__What to produce__. Copy every row below word for word, leaving the pictures out of your copy.

__Data entries__.
● ● ●
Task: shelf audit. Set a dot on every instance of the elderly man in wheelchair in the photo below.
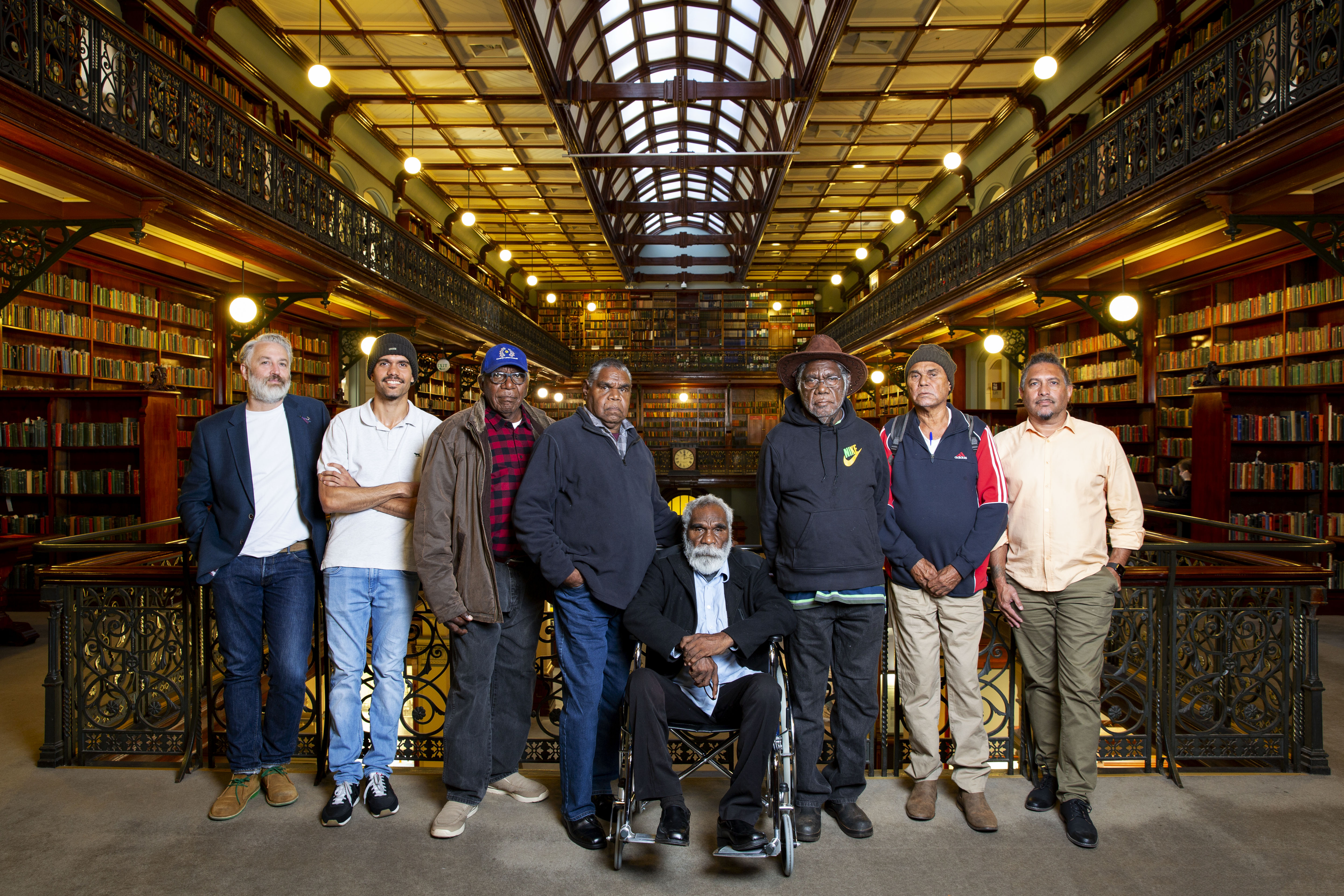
(709, 617)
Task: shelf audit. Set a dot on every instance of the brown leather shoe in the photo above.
(923, 800)
(280, 789)
(237, 796)
(979, 815)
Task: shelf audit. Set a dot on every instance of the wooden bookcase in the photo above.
(104, 328)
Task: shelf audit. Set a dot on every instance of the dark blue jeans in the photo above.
(595, 664)
(272, 596)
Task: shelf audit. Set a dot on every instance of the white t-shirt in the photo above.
(277, 523)
(374, 456)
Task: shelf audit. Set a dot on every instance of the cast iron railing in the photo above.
(1272, 61)
(99, 69)
(1211, 660)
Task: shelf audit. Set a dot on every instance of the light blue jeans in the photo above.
(355, 597)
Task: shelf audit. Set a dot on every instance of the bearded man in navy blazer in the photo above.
(257, 528)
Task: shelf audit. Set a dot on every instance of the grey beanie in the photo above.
(936, 354)
(394, 344)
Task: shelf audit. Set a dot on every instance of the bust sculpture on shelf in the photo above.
(1211, 377)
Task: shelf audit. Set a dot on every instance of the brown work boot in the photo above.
(280, 789)
(923, 800)
(979, 815)
(237, 796)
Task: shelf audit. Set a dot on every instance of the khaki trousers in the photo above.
(924, 624)
(1061, 645)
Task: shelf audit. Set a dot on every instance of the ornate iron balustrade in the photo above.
(1271, 62)
(1205, 665)
(107, 74)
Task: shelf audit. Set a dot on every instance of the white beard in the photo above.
(264, 392)
(706, 559)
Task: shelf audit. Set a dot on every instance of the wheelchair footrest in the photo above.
(769, 851)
● ● ●
__Solution for this task__.
Task: shelf audit. Set a dot on every instance of the elderly man in wheelchair in the photo below.
(709, 617)
Task: shelf audit. Set a dot on every instance of the brown leather shoe in the photo above.
(923, 800)
(280, 789)
(237, 796)
(979, 815)
Task: shelf audit. Set a dot on every instance of the wooden bookcase in the photo above.
(104, 328)
Task: shelf audit. Set a dot on every instance of the dark blue jeans in the photo above.
(595, 664)
(272, 596)
Task: shelf audit. Set a dot on every instance of the white t-shirt in the photo above.
(277, 523)
(374, 456)
Task: shelf audit. Set a dot on every instance of the cast iron railing in the photo above.
(1272, 61)
(99, 69)
(1211, 660)
Task: shelf audit. Set a dot on every instance of the light blue jeans in the photo above.
(355, 597)
Task: shelf audit. Set a dot on every instance of the bearded man in navy blazer in the photo above.
(257, 528)
Task: shelf audit. Set a dot on every instance of the grey beanie in the photo above.
(936, 354)
(394, 344)
Task: shelf audit. Set a dot on every instance of the bust sculpture on shelf in the photo above.
(1211, 377)
Task: shelf audit. Set a dot on every instance of the brown work boot in the photo above.
(280, 789)
(923, 800)
(979, 815)
(237, 796)
Task: shelf audit. Set a dot on every instance of the khaki trousers in the photo above.
(924, 624)
(1061, 645)
Task: shelf audit. Set a dot on every instance of the ornate iron balustrade in the photo above.
(1271, 62)
(1205, 665)
(107, 74)
Task: shelf audit. Set a dot on every instance of the white beard in the photo above.
(264, 392)
(706, 559)
Task: shelf audit. Set a dot on every instance of the wheelchair footrest in the photo above.
(769, 851)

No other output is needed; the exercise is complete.